■ **Passage for review**
BEGIN
She said, "Yes, but if a medical school looks at my high school transcript and then my Harvard transcript, they're going to wonder why I took the course twice."

"What medical school is going to look at your high school transcript? That will be long forgotten."

"Most don't, but Harvard Med does."

I was startled. "How do you know?"

"It says so on the' application form."

"When did you get the application form?"

"Last spring."

This woman was a little scary, and I didn't find much more occasion to talk with her, but she epitomized the pre-professionalism of the times. Since the '60s, with the exception of those taking the business school route, the numbers of students choosing to become doctors and lawyers and such have not changed much--but the intensity with which they pursue their goals has. Starting in 1972, the percentage of graduating seniors planning to go on to careers in business climbed from a low of 6 per cent to a high of 15 per cent in 1976, as the corporate world lost some of the repugnance to students that it had during the war. Likewise, the percentage planning careers in government and politics climbed from 2 per cent in 1972 to 7 per cent last year. The percentages of seniors planning to go into law and medicine has stayed roughly the same--both a little under 20 per cent.

L. Fred Jewett '57, dean of admissions and financial aid, who lived in the Yard from 1958 to 1976, points out that in the '50s and early '60s graduate schools and professional schools were an "easy assumption" for Harvard undergrads. By 1975 the choice was a more conscious one, and downturns in the economy placed a further question mark beside any career plans. Jewett recalls that not only freshmen, but even high school applicants asked frequently about the road to professional school--students were "more conservative, less adventurous, and less willing to do something that could put them out on a limb." Between 1971 and 1974 the percentage of graduating seniors who were undecided about their career goals plummeted from 26 to 4. You paid your money, picked your track, and locked in. Zeph Stewart, master of Lowell House from 1963 to 1975, remembers 1975 as a high point of good feeling between students and faculty.
END
■ **Problem details**
According to the passage on Harvard students' career plans, how did the percentage of graduating seniors undecided about their career goals change between 1971 and 1974?

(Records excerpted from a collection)
BEGIN
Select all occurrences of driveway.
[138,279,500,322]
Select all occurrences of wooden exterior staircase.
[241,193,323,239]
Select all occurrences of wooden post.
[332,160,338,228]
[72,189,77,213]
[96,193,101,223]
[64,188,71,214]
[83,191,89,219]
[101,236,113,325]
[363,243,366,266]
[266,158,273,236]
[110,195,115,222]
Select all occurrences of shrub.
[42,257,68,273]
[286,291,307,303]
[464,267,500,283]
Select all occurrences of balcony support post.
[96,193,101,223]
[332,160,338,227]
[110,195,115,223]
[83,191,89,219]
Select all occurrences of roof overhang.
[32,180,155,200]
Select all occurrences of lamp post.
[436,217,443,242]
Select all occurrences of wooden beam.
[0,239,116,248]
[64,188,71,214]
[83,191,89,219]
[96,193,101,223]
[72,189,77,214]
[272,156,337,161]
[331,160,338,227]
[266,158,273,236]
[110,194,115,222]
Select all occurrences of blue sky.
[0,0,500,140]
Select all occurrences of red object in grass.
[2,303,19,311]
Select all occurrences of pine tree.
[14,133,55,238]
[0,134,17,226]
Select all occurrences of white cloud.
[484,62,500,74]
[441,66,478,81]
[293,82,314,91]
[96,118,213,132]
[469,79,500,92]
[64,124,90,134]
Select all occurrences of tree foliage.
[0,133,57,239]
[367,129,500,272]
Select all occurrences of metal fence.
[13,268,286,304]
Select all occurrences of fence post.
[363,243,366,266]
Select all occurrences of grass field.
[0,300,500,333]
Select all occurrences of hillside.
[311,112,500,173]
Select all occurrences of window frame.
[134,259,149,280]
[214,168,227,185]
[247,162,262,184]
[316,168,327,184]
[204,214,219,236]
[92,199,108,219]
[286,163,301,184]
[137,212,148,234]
END
■ **Written solution**
It plummeted from 26 percent to 4 percent.